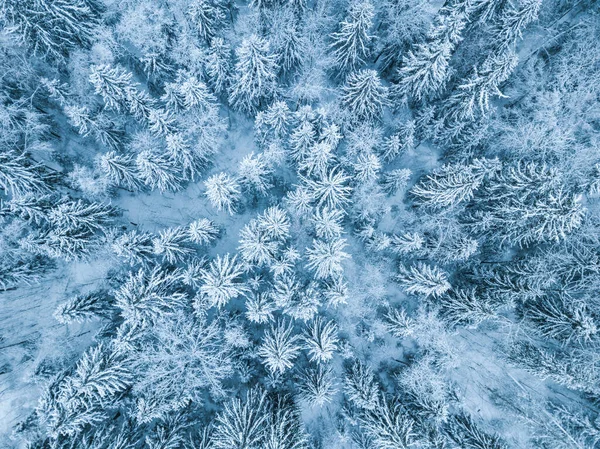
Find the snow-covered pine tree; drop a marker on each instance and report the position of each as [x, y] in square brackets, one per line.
[256, 247]
[71, 216]
[254, 174]
[424, 72]
[255, 75]
[330, 190]
[119, 92]
[148, 295]
[465, 432]
[320, 340]
[317, 386]
[467, 307]
[453, 184]
[172, 244]
[364, 95]
[514, 19]
[279, 347]
[325, 258]
[351, 43]
[242, 423]
[157, 171]
[328, 223]
[206, 18]
[366, 168]
[564, 319]
[118, 169]
[260, 308]
[221, 280]
[389, 425]
[53, 28]
[20, 176]
[474, 94]
[317, 160]
[223, 192]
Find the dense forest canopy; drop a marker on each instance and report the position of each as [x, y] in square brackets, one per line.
[299, 224]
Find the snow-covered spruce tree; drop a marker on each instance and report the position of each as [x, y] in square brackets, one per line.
[527, 203]
[468, 307]
[366, 168]
[53, 28]
[223, 192]
[254, 174]
[465, 432]
[119, 92]
[423, 279]
[148, 295]
[320, 340]
[564, 319]
[285, 429]
[82, 308]
[510, 25]
[185, 358]
[328, 223]
[19, 175]
[279, 347]
[364, 95]
[157, 171]
[76, 398]
[473, 95]
[29, 207]
[206, 17]
[71, 216]
[119, 169]
[389, 425]
[325, 258]
[242, 424]
[317, 386]
[351, 43]
[221, 280]
[425, 71]
[255, 75]
[330, 190]
[453, 184]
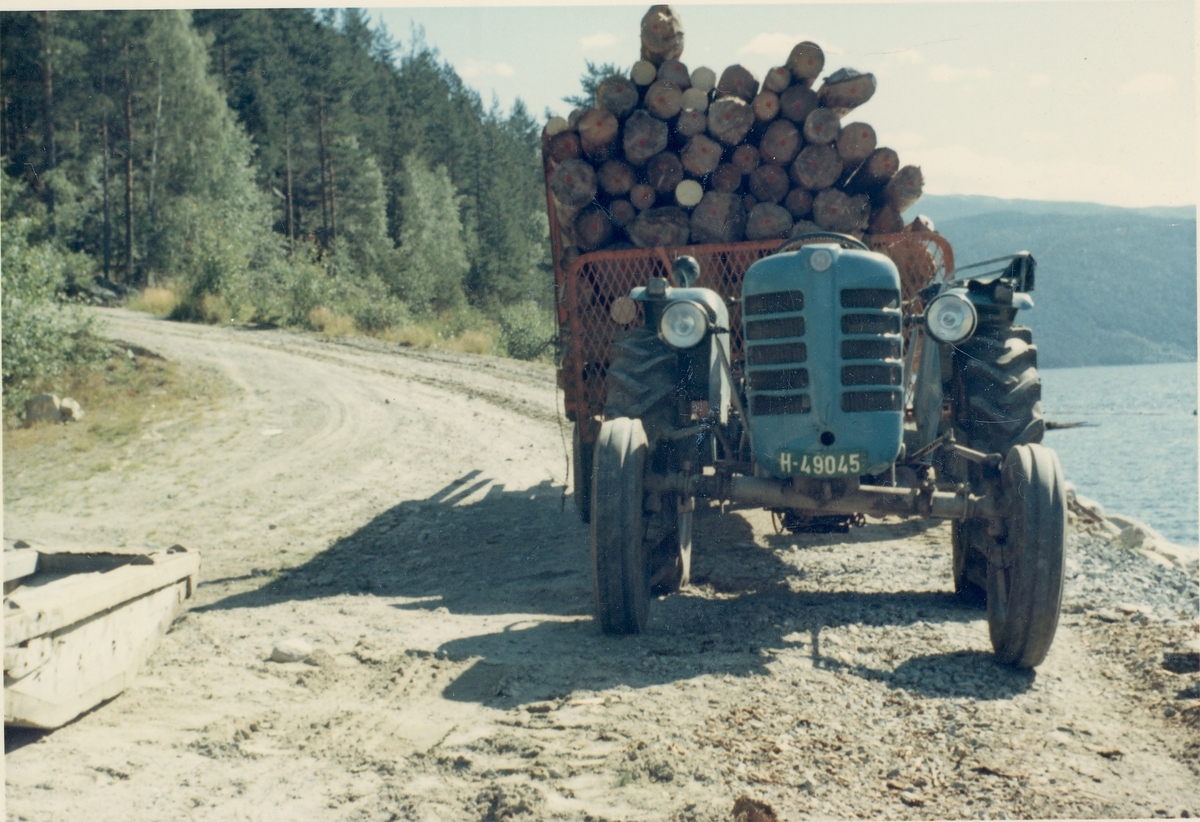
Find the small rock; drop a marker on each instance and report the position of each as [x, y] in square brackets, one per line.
[43, 408]
[291, 651]
[71, 411]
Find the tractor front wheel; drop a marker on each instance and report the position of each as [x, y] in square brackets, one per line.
[1025, 573]
[619, 565]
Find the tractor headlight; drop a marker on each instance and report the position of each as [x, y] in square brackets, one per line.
[951, 318]
[683, 324]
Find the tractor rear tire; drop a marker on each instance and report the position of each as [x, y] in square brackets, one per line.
[619, 565]
[1025, 574]
[1000, 394]
[581, 461]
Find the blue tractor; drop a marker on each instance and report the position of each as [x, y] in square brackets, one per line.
[849, 403]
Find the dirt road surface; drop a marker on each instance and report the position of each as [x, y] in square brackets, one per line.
[403, 514]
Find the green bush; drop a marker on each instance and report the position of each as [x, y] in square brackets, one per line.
[43, 336]
[526, 329]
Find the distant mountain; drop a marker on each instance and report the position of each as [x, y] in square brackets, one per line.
[953, 207]
[1114, 286]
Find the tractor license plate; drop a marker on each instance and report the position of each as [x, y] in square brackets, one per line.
[826, 463]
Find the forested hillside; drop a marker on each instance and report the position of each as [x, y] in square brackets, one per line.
[273, 163]
[1115, 287]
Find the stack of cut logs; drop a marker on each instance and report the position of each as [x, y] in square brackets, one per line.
[669, 156]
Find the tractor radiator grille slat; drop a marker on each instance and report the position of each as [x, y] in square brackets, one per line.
[762, 405]
[870, 375]
[780, 354]
[871, 401]
[786, 379]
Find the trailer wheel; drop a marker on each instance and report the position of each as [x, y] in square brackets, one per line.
[1025, 571]
[581, 462]
[619, 565]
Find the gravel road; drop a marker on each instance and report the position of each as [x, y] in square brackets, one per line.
[403, 514]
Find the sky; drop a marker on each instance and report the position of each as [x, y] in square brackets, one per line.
[1056, 101]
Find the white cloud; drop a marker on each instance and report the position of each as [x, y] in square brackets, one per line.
[599, 40]
[475, 69]
[777, 46]
[943, 73]
[1151, 83]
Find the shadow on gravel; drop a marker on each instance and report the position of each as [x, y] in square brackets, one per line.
[475, 547]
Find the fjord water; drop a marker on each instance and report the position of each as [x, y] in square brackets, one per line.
[1138, 451]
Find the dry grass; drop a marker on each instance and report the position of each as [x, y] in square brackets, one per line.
[335, 325]
[120, 403]
[157, 301]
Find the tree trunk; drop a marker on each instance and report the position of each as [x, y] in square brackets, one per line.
[905, 189]
[805, 63]
[661, 35]
[768, 184]
[730, 120]
[768, 221]
[154, 166]
[645, 137]
[287, 160]
[817, 167]
[719, 217]
[821, 126]
[129, 169]
[667, 226]
[797, 102]
[664, 172]
[780, 143]
[701, 156]
[846, 90]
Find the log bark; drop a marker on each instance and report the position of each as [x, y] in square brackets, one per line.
[664, 100]
[703, 78]
[564, 145]
[905, 189]
[574, 183]
[874, 174]
[730, 120]
[835, 211]
[766, 106]
[737, 81]
[661, 35]
[886, 220]
[667, 226]
[593, 228]
[642, 196]
[691, 123]
[616, 178]
[645, 137]
[805, 63]
[598, 133]
[780, 143]
[768, 184]
[797, 102]
[745, 159]
[726, 179]
[719, 217]
[622, 213]
[817, 167]
[846, 90]
[856, 143]
[701, 156]
[768, 221]
[798, 203]
[664, 171]
[778, 79]
[821, 126]
[675, 72]
[689, 193]
[618, 95]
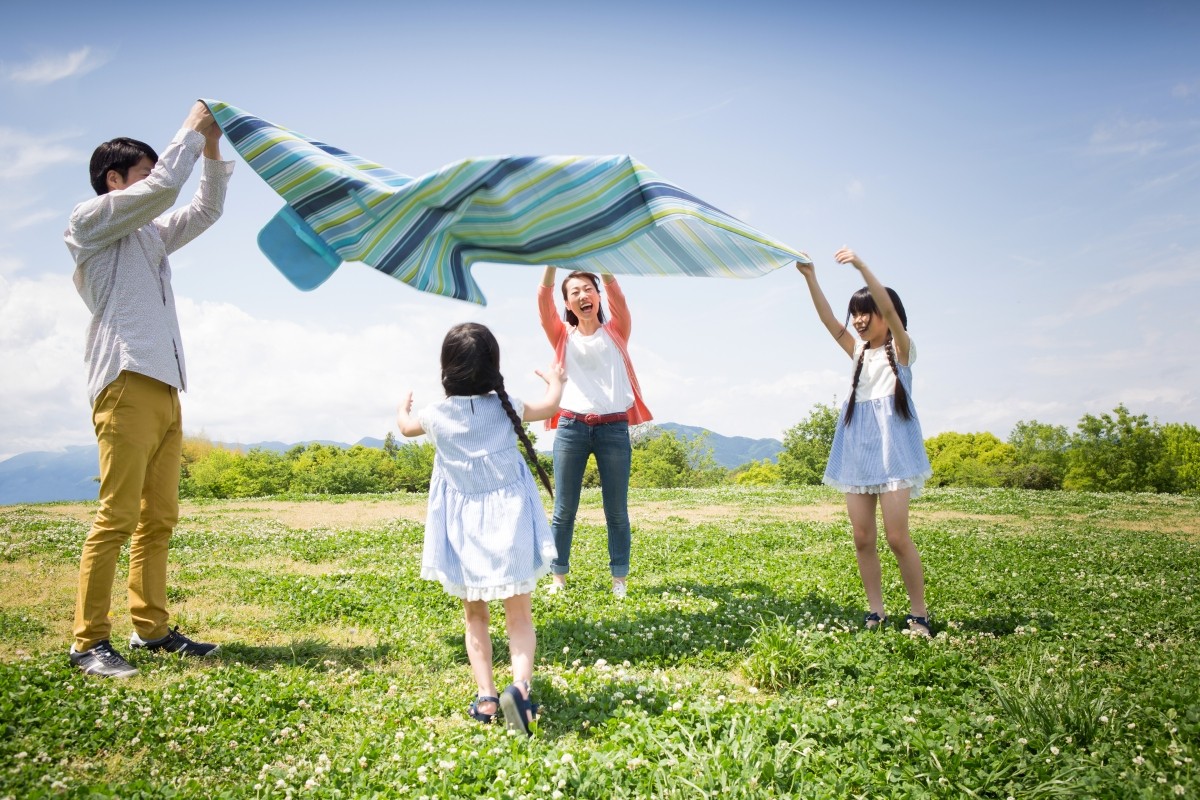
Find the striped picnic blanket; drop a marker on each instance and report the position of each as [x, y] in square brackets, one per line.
[601, 214]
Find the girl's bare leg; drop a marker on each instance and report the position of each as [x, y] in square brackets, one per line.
[479, 650]
[522, 638]
[894, 506]
[861, 509]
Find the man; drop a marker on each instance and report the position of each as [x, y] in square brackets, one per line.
[120, 241]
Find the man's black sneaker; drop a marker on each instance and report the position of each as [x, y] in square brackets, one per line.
[174, 642]
[102, 660]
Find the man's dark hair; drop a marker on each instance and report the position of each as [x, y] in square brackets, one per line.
[120, 154]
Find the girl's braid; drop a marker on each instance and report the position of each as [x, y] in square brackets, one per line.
[853, 386]
[520, 431]
[901, 397]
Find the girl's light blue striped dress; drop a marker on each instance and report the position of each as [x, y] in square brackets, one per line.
[879, 451]
[486, 536]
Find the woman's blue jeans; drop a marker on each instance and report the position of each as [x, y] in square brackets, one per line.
[609, 443]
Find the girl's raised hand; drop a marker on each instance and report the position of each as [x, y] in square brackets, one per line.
[846, 256]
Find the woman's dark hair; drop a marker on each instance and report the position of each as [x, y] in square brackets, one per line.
[569, 316]
[471, 365]
[862, 302]
[121, 154]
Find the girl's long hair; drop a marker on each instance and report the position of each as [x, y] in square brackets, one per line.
[862, 302]
[471, 365]
[569, 316]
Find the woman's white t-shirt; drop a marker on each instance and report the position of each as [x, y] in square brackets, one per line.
[597, 379]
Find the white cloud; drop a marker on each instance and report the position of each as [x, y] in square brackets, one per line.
[1183, 90]
[1114, 294]
[57, 67]
[23, 155]
[30, 220]
[43, 391]
[1126, 137]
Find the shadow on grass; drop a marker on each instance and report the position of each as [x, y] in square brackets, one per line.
[310, 654]
[586, 624]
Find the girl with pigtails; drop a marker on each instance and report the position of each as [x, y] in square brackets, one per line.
[486, 536]
[879, 452]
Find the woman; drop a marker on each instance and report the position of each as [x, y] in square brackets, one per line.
[600, 401]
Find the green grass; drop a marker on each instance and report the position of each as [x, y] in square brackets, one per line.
[1066, 662]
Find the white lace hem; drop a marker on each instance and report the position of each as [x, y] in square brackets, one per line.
[485, 593]
[915, 483]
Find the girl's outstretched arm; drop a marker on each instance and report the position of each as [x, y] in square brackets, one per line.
[408, 425]
[547, 405]
[837, 330]
[882, 299]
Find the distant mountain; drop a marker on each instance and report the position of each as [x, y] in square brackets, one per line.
[72, 474]
[46, 476]
[729, 451]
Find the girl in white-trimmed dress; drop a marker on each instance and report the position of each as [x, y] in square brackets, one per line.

» What to produce
Transcribe the material as is, with images omitted.

» Output of the exercise
Find the snow-covered pine tree; drop a marker on each instance and report the position of each as [x, y] in square brackets, one per line.
[256, 247]
[71, 216]
[254, 174]
[424, 72]
[255, 75]
[330, 190]
[119, 92]
[148, 295]
[465, 432]
[320, 340]
[317, 386]
[467, 307]
[453, 184]
[172, 244]
[364, 95]
[514, 19]
[279, 347]
[325, 258]
[351, 43]
[242, 423]
[157, 171]
[328, 223]
[206, 18]
[366, 168]
[564, 319]
[118, 169]
[260, 308]
[221, 280]
[389, 425]
[53, 28]
[20, 176]
[474, 94]
[317, 160]
[223, 192]
Find the dense forest canopy; drop a marker on each instance and report the position of each as [x, y] in square brackets, one per line.
[299, 224]
Find the snow-covered spruce tree; drop a marker on each instance and report the position of each as [x, y] in square brackets, one per line.
[527, 203]
[468, 307]
[366, 168]
[53, 28]
[223, 192]
[254, 174]
[465, 432]
[119, 92]
[423, 279]
[148, 295]
[320, 340]
[564, 319]
[285, 429]
[82, 308]
[510, 25]
[185, 358]
[328, 223]
[19, 175]
[279, 347]
[364, 95]
[157, 171]
[76, 398]
[473, 95]
[29, 207]
[206, 17]
[71, 216]
[119, 169]
[389, 425]
[325, 258]
[242, 424]
[317, 386]
[351, 43]
[221, 280]
[425, 71]
[255, 75]
[330, 190]
[453, 184]
Find the small rock; drop a marker on each instance and report the position of each as [x, y] in square brackets, one per line.
[43, 408]
[291, 651]
[71, 411]
Find the tractor front wheel; drop a marker on each instance and report the position of each as [x, y] in square brackets, one per line.
[1025, 573]
[619, 565]
Find the tractor headlight; drop a marker on each instance and report the position of each as [x, y] in square brackets, one per line.
[951, 318]
[683, 324]
Find the tractor rear tire; drop a marker on each instance and report the position of each as [x, y] in square brackets, one per line.
[619, 565]
[1025, 574]
[1000, 394]
[581, 461]
Find the blue tractor; drop a marker on each instance and report the position of each as [x, y] in square brackets, one per line.
[849, 403]
Find the dirt road surface; drop a marker on each instance and report the position of each as [x, y] in square brackets, one per line.
[403, 514]
Find the green bush; drop a marker on each instance and report the position of each as [x, y] in square brackets, one per line.
[43, 336]
[526, 329]
Find the distant mountain; drop a marker on each instance and report the position of each as [x, y] in square brackets, one per line.
[953, 207]
[1114, 286]
Find the tractor license plate; drop a marker on each instance and report the position of each as [x, y] in square brackets, one per line.
[826, 463]
Find the forested hillside; drop a marker on each instance and report the position of each as [x, y] in square brackets, one per line.
[273, 163]
[1115, 287]
Find the stack of cut logs; drop a marker on each instance and report the position of each as [x, y] in square brackets, one per line.
[669, 156]
Find the tractor radiator grille slat; drop a marker on each instance and report the position of each as [x, y] in square brackets, one per line.
[762, 405]
[870, 375]
[780, 354]
[871, 401]
[786, 379]
Find the trailer wheel; drop a marker on each instance and report the position of each as [x, y] in square brackets, one per line.
[1025, 571]
[581, 462]
[619, 565]
Find the gravel road; drop a marker on each instance and report the position of each as [x, y] in square brackets, one per line.
[403, 514]
Find the sky; drop a marker on each instance and report the position of each as [x, y] in square brackets, one per line.
[1056, 101]
Find the white cloud; drop a marker on each instance and report the position of each as [x, y] in square brackets, one per line.
[599, 40]
[475, 69]
[777, 46]
[943, 73]
[1151, 83]
Find the shadow on gravel; drop a marker on each instance and report the position of each as [x, y] in square brackets, one per line.
[475, 547]
Find the fjord water; drop a marker on each instance and report the position of each as [x, y] in square brackets, one per line.
[1138, 451]
Find the dry grass; drop a marker on each instance and report the position of each as [x, y] in square brackets, one per line.
[335, 325]
[120, 403]
[157, 301]
Find the tree trunk; drop a marker on each instance and report the position of each as [x, y] in square brackets, one per line.
[905, 189]
[805, 63]
[661, 35]
[768, 184]
[730, 120]
[768, 221]
[154, 166]
[645, 137]
[287, 160]
[817, 167]
[719, 217]
[821, 126]
[129, 169]
[667, 226]
[797, 102]
[664, 172]
[780, 143]
[701, 156]
[846, 90]
Find the log bark; drop a marker on each instance and report the position of each as [x, y] in square brackets, one per line.
[664, 100]
[703, 78]
[564, 145]
[905, 189]
[574, 183]
[874, 174]
[730, 120]
[835, 211]
[766, 106]
[737, 81]
[661, 35]
[886, 220]
[667, 226]
[593, 228]
[642, 196]
[691, 123]
[616, 178]
[645, 137]
[805, 63]
[598, 133]
[780, 143]
[768, 184]
[797, 102]
[745, 159]
[726, 179]
[719, 217]
[622, 213]
[817, 167]
[846, 90]
[856, 143]
[701, 156]
[768, 221]
[798, 203]
[664, 171]
[778, 79]
[821, 126]
[675, 72]
[689, 193]
[618, 95]
Find the striped picnic blanket; drop a marker on each instance and report the position of each as [x, y] in square brackets, one per line.
[601, 214]
Find the girl's bare leg; drop a marker on each instance and report the position of each as [x, y] in square brackets, one per line.
[479, 650]
[522, 638]
[894, 506]
[861, 509]
Find the man; drop a marker on each instance and report the position of each as [x, y] in square brackets, one per line.
[120, 241]
Find the man's black sneaker; drop a marker on each instance and report the position of each as [x, y] in square brackets, one per line.
[174, 642]
[102, 660]
Find the man's dark hair; drop a marker on each instance and report the position of each as [x, y] in square brackets, one per line.
[120, 154]
Find the girl's braid; drop a marker on each instance and report the position of each as [x, y] in square brackets, one per line.
[853, 386]
[520, 431]
[901, 397]
Find the girl's light blue striped dress; drop a marker on each instance and report the position of each as [x, y] in square brackets, one per line.
[879, 451]
[486, 536]
Find the woman's blue jeans; drop a marker on each instance and report the position of each as [x, y] in square brackets, one per line.
[609, 443]
Find the girl's raised hand; drop a marker on each instance and report the position of each as [x, y] in square brackets, one per line.
[846, 256]
Find the woman's dark hair; drop a marker on each instance and report the position of each as [x, y] in square brackets, one per line.
[569, 316]
[471, 365]
[862, 302]
[121, 154]
Find the girl's long hair; drop a marker on each instance and report the position of each as [x, y] in square brackets, one per line.
[862, 302]
[471, 365]
[569, 316]
Find the woman's white t-shirt; drop a marker on each instance and report the position of each as [x, y] in square brackets, one per line.
[597, 379]
Find the white cloud; drop a marker on each instance and report the position of each as [x, y] in square brackets, one per line.
[1183, 90]
[1114, 294]
[57, 67]
[23, 155]
[30, 220]
[43, 391]
[1126, 137]
Find the shadow on grass; drop a marker on each instance and report the position of each as [x, y] in square brackets, one per line.
[310, 654]
[586, 624]
Find the girl with pigtails; drop a marker on each instance and report the position of each as [x, y] in square brackets, one per line.
[486, 536]
[879, 452]
Find the woman; drop a marker on each instance and report the position of each as [x, y] in square brackets, one per line.
[600, 401]
Find the green grass; drop a marker on each instance and report the position of each as [x, y] in square brackets, one per line.
[1066, 662]
Find the white lace hem; drop a marker on each instance and report the position of each as [x, y] in square brackets, one per line.
[485, 593]
[915, 483]
Find the girl's outstretched arm; drop a marker on each instance and report the position of each as [x, y] in square brackets, one per line.
[408, 425]
[547, 405]
[837, 330]
[882, 299]
Find the distant mountain; drop a marker on each instance and report the position of each as [x, y] in square brackets, one per line.
[72, 474]
[46, 476]
[729, 451]
Find the girl in white-trimmed dress; drop a marker on each instance and report the position of each as [x, y] in square brackets, one per line.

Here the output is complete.